#### EXERCISE
Print every one of the items below verbatim, line for line.

#### DATA EXCERPTS
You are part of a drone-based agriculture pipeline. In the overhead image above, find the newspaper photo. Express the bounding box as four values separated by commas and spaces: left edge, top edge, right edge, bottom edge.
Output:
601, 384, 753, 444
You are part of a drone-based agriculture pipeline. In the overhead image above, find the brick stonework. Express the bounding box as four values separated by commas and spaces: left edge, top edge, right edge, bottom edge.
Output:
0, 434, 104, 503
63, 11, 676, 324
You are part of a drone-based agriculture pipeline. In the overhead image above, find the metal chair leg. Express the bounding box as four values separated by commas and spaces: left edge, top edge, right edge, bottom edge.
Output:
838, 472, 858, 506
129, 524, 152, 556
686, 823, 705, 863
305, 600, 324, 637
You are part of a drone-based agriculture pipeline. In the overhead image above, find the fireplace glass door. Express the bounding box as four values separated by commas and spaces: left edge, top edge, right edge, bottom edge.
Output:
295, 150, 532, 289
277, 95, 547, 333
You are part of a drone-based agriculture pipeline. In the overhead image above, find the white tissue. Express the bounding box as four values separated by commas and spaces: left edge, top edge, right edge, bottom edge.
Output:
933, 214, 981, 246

#### THE REPLY
You are part of a drone-based agriculture pipeline. In the overhead image above, find the newspaper photo. Express the bounding box as four values separated by commas and spaces: left edge, top edge, right edge, bottom edge.
Output:
601, 384, 753, 444
You are part of a drone-based agriculture pipeline. In the overhead image above, find the brick stonework. Express the bounding box as four values separated by commas and spaces: left edge, top edge, right edge, bottom edge.
Output:
0, 434, 104, 503
63, 11, 676, 324
You are part of a drone-based agriculture pipeline. In the overhead image above, find the metal chair leg. Express the bounding box as four values separated by commas and spaces: left edge, top edge, right edge, bottom edge.
Output:
838, 472, 858, 506
129, 524, 152, 556
686, 823, 705, 863
305, 600, 324, 637
You are part of a drone-based agriculture pipeline. In the overhead image above, find the fireplace glass door. Express the bounding box as four values separated by commas and spaces: left edge, top edge, right edge, bottom edge.
Output:
295, 150, 532, 289
277, 95, 547, 333
You are part of a drone-based agriculture pipeline. In the overhead image above, find the white tissue. Express the bounding box as four values separated by commas and spaces: left edge, top edge, right edge, bottom edge.
Output:
933, 214, 981, 246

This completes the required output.